_What needs to be done_. Rewrite every line of the records below, including the labeling requests, and shift each bounding box coordinate in the answers by adding -37. Leave the pictures out of your output.

_Exercise material_.
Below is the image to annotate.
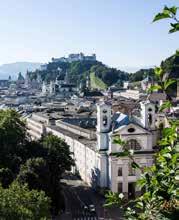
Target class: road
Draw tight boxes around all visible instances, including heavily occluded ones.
[61,175,121,220]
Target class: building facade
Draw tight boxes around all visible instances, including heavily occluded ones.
[27,101,157,197]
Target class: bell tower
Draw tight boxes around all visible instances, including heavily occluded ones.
[141,101,156,130]
[97,103,111,150]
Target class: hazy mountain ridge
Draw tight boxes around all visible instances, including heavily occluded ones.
[0,62,42,79]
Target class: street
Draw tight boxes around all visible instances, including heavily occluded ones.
[61,174,121,220]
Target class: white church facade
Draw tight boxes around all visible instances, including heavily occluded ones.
[27,101,158,197]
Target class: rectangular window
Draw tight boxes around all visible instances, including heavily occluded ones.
[128,163,135,176]
[118,183,122,193]
[118,167,122,176]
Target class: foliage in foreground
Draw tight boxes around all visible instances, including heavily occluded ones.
[0,182,50,220]
[106,4,179,220]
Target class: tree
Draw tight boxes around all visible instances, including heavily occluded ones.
[0,182,50,220]
[0,168,14,188]
[17,134,74,214]
[0,110,26,172]
[17,157,50,193]
[106,3,179,220]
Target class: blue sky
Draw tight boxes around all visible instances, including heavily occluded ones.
[0,0,179,70]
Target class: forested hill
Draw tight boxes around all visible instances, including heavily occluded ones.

_Response to the exercise_.
Below is the image to annotate.
Target class: road
Draw tight boxes around all visible instances, including heavily occluded ones.
[24,138,84,183]
Target class: building facade
Draw tight boxes around all visible instances, including heavily occluded ones.
[-10,64,120,160]
Target class: bell tower
Draw tight boxes around all visible instances, including heavily occluded ones.
[104,64,119,93]
[60,66,74,113]
Target class: hazy mountain ridge
Draw tight boxes around all visible instances, including heavily occluded ones.
[-37,25,5,42]
Target class: street
Draw tight boxes around all visible instances, including heavily occluded ones.
[24,137,84,183]
Target class: white church facade
Draw tight boxes around all visible instances, including heavily occluded ones.
[-10,64,121,160]
Target class: rectangular window
Draw tight boxes around all visible instances, including heavily occluded ones.
[91,126,98,139]
[81,146,85,156]
[81,130,85,139]
Target class: foliage in foreground
Draw tight boxes around all visible instances, including heavily occluded ones.
[-37,145,13,183]
[69,-33,142,183]
Target class: tree
Draw tight boxes around all visible instances, including heavily occluded ones.
[-37,145,13,183]
[-37,131,-23,151]
[-20,97,37,177]
[-37,73,-11,135]
[-20,120,13,156]
[69,-34,142,183]
Target class: blue sky
Draw tight boxes around all visible instances, including heavily occluded ones.
[-37,-37,142,33]
Target class: forested hill
Draw tight boxes around all visible instances, including heavily occluded ones.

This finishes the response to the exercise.